**DATA IN THIS EXERCISE:**
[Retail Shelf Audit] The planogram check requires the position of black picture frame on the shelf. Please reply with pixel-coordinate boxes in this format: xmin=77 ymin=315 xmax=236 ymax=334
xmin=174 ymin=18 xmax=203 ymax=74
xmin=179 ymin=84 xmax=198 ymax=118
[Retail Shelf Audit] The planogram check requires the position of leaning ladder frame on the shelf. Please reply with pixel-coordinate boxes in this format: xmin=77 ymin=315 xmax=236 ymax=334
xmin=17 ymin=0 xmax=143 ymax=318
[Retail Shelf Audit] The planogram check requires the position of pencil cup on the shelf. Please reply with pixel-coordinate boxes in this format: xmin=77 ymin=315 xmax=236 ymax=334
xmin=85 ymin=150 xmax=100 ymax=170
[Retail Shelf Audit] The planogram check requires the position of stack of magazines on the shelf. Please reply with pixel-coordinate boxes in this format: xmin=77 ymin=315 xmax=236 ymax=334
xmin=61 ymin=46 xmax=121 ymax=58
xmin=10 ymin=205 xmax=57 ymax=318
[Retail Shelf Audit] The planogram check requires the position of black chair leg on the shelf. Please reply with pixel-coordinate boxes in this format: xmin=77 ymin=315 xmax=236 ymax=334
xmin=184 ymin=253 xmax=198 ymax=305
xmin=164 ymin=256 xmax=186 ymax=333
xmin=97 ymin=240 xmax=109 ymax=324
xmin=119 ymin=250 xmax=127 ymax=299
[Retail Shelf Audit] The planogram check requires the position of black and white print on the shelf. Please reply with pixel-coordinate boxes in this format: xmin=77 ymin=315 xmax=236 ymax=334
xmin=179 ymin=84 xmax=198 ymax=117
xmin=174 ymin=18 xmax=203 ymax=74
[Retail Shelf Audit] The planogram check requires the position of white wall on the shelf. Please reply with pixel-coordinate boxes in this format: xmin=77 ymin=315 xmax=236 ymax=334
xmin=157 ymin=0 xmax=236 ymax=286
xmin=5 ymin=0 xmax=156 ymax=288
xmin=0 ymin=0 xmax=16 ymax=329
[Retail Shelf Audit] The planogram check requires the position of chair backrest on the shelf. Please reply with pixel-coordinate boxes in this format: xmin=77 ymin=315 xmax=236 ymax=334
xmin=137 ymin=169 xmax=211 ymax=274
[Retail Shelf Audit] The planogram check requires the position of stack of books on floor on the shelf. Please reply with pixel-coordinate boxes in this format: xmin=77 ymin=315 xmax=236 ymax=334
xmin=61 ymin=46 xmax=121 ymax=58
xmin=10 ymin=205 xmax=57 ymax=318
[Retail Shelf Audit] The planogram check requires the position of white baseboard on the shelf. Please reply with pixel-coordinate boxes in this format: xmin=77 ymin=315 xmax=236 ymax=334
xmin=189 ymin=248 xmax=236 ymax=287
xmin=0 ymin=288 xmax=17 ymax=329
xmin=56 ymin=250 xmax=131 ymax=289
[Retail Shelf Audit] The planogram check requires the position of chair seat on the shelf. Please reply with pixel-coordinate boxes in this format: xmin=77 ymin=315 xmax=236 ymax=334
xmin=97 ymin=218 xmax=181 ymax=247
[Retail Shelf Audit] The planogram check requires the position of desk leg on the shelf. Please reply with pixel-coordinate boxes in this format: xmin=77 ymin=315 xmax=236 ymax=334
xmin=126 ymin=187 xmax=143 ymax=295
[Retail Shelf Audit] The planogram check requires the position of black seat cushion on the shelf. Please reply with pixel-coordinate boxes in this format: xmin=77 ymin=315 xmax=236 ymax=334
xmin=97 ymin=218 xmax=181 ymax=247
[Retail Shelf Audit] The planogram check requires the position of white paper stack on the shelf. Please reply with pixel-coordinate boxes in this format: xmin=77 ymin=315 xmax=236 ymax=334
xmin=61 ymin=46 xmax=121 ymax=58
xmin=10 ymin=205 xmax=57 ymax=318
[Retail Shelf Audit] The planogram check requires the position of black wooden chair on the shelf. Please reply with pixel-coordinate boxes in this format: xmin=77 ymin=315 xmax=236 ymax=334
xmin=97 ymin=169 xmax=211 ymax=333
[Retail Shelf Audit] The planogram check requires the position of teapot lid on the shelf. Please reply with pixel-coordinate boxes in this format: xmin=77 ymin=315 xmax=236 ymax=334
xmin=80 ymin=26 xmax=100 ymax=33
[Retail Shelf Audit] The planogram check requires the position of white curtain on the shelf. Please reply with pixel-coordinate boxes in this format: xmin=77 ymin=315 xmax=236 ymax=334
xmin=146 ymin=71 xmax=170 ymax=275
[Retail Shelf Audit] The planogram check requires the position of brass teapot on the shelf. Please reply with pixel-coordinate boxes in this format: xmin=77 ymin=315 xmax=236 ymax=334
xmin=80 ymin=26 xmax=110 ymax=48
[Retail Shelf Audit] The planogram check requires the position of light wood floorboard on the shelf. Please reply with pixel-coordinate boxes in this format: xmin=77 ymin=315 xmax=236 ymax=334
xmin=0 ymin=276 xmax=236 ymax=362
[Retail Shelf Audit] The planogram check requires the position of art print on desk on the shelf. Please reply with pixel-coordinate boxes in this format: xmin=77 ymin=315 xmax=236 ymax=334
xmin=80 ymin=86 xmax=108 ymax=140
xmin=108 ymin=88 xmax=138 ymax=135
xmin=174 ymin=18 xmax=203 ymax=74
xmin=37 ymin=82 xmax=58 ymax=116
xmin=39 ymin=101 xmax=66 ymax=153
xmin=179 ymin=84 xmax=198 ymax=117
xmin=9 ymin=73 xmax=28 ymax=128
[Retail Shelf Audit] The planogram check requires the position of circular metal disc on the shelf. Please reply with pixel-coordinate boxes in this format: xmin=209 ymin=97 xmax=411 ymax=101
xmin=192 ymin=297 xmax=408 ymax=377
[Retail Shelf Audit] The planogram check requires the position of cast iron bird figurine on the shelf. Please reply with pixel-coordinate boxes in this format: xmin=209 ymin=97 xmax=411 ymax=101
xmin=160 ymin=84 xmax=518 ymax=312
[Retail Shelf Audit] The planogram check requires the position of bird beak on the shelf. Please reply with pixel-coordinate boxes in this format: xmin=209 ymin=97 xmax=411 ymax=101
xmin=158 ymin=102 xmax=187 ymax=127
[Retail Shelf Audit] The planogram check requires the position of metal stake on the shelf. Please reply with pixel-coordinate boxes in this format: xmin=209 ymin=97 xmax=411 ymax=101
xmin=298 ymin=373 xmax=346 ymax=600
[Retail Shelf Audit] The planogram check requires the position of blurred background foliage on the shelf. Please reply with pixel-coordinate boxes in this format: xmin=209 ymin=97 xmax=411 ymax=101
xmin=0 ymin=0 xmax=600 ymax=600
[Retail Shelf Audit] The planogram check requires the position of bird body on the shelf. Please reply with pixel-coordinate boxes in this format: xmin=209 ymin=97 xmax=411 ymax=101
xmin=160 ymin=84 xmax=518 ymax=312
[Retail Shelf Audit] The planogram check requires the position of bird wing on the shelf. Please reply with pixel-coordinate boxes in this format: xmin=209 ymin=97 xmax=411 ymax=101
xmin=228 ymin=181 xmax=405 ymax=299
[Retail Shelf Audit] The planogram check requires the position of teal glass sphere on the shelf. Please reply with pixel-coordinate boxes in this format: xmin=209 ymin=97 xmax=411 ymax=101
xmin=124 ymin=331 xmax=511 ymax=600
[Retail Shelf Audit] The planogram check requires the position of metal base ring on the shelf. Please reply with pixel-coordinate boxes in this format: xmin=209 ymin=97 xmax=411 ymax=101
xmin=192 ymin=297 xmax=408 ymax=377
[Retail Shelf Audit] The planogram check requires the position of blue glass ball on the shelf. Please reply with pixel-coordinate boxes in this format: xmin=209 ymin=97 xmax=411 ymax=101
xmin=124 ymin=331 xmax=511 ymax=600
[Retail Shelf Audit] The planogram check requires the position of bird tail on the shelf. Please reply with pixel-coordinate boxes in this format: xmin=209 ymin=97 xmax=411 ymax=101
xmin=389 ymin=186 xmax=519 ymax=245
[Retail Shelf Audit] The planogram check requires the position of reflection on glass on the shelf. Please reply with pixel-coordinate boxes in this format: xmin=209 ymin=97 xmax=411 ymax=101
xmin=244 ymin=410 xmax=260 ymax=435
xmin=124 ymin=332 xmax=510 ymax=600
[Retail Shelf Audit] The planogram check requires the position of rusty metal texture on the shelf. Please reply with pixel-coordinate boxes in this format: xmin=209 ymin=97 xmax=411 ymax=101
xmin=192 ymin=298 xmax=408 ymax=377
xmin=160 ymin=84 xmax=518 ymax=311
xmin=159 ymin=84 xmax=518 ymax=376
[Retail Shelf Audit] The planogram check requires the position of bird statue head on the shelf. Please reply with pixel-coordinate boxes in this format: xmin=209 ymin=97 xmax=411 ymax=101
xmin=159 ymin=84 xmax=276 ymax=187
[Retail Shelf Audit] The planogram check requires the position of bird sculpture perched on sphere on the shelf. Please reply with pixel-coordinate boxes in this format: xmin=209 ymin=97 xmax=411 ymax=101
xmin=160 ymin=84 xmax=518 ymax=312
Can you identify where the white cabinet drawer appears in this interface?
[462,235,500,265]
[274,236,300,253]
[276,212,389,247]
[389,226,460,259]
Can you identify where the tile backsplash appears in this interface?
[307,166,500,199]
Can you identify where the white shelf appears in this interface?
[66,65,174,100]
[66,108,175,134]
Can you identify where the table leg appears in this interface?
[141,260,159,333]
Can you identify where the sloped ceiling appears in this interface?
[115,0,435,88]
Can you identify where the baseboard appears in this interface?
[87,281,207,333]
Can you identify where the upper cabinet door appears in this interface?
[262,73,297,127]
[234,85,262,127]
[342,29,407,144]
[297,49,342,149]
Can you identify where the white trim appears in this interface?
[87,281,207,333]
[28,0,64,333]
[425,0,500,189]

**INSTRUCTIONS TO FOLLOW:** Copy out every line from the one containing "of bird beak" down to the one containing "xmin=0 ymin=0 xmax=600 ymax=600", including both of those lines, without changing anything.

**ANSWER TO THIS EXERCISE:**
[Retail Shelf Audit] The planogram check requires the position of bird beak on the shelf. Please reply with pixel-coordinate boxes in this format: xmin=209 ymin=97 xmax=411 ymax=101
xmin=158 ymin=102 xmax=187 ymax=127
[Retail Shelf Audit] The planogram check requires the position of metal stake on the shelf. Please reply with pixel-coordinate boxes in this format: xmin=209 ymin=97 xmax=411 ymax=101
xmin=298 ymin=373 xmax=346 ymax=600
[Retail Shelf Audit] The planogram check requires the position of blurred background foliage on the shelf. Please reply with pixel-coordinate boxes in this format: xmin=209 ymin=97 xmax=411 ymax=101
xmin=0 ymin=0 xmax=600 ymax=600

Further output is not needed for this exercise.